Reproduce the text below on avoiding fatigue and burnout at work, word for word and in full.

**Document segment:**
━━━━

In the Library with the Lead Pipe recently posted an article that compared running a marathon with working in the library because both are endeavors where we need to pace ourselves to avoid fatigue and burnout. Go read this article. It provides a brief overview of current brain science that might surprise you.
Fatigue and burnout are poison in the well. They affect our abilities to be productive at work and home. They affect our ability to communicate and negotiate with coworkers and friends and family. They affect our ability to make decisions and think things through effectively.
Here’s an exercise:
Write down 5 things you know you need to do in order to think more clearly, be more patient and find joy in your work. Here’s what mine might look like.
1. 8-9 hours of sleep
3. Moderate exercise
5. Healthy eating.
These should be things you have control of; so, not things like: get my kid to pick up his laundry. You already know what you need to be calmer and happier at work. You probably won’t be able to do all 5 all the time; but, make sure you are trying for 2-3 of them all the time. Now commit yourself to doing them.
This might seem simplistic and it is really. But, then why is it so hard to do the things we know we should be doing? For me, sleep is my number one factor in having a good quality of life. I have a friend who needs more than moderate exercise, pretty much everyday, in order to burn off the stress of working in a hospital. She knows that she feels better and is happier when she gets home to her family. She also told me that she noticed around 3pm everyday she was feeling sad and a bit down and wondered if it had to do with something in her eating habits. She started eating a small handful of almonds at about 2:30 and she avoided the down turn in mood. Eating almonds in the afternoon should be on her list.

━━━━

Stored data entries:
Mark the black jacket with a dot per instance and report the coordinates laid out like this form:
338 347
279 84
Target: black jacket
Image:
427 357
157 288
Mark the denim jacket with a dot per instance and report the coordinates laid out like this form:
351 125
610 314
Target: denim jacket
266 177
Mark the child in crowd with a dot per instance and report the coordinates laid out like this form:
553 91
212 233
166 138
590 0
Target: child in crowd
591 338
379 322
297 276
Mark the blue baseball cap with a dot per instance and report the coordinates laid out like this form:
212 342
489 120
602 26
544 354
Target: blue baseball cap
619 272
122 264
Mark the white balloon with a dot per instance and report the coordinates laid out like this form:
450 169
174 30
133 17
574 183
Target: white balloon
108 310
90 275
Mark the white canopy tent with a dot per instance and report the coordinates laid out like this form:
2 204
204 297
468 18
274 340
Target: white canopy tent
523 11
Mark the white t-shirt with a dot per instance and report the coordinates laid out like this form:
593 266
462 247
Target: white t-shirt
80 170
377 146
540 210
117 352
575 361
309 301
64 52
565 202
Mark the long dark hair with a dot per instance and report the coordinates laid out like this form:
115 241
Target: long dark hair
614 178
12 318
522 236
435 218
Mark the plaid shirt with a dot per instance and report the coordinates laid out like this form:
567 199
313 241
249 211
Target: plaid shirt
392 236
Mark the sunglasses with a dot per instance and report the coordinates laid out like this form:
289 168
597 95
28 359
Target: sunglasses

━━━━

**Written reply:**
In the Library with the Lead Pipe recently posted an article that compared running a marathon with working in the library because both are endeavors where we need to pace ourselves to avoid fatigue and burnout. Go read this article. It provides a brief overview of current brain science that might surprise you.
Fatigue and burnout are poison in the well. They affect our abilities to be productive at work and home. They affect our ability to communicate and negotiate with coworkers and friends and family. They affect our ability to make decisions and think things through effectively.
Here’s an exercise:
Write down 5 things you know you need to do in order to think more clearly, be more patient and find joy in your work. Here’s what mine might look like.
1. 8-9 hours of sleep
3. Moderate exercise
5. Healthy eating.
These should be things you have control of; so, not things like: get my kid to pick up his laundry. You already know what you need to be calmer and happier at work. You probably won’t be able to do all 5 all the time; but, make sure you are trying for 2-3 of them all the time. Now commit yourself to doing them.
This might seem simplistic and it is really. But, then why is it so hard to do the things we know we should be doing? For me, sleep is my number one factor in having a good quality of life. I have a friend who needs more than moderate exercise, pretty much everyday, in order to burn off the stress of working in a hospital. She knows that she feels better and is happier when she gets home to her family. She also told me that she noticed around 3pm everyday she was feeling sad and a bit down and wondered if it had to do with something in her eating habits. She started eating a small handful of almonds at about 2:30 and she avoided the down turn in mood. Eating almonds in the afternoon should be on her list.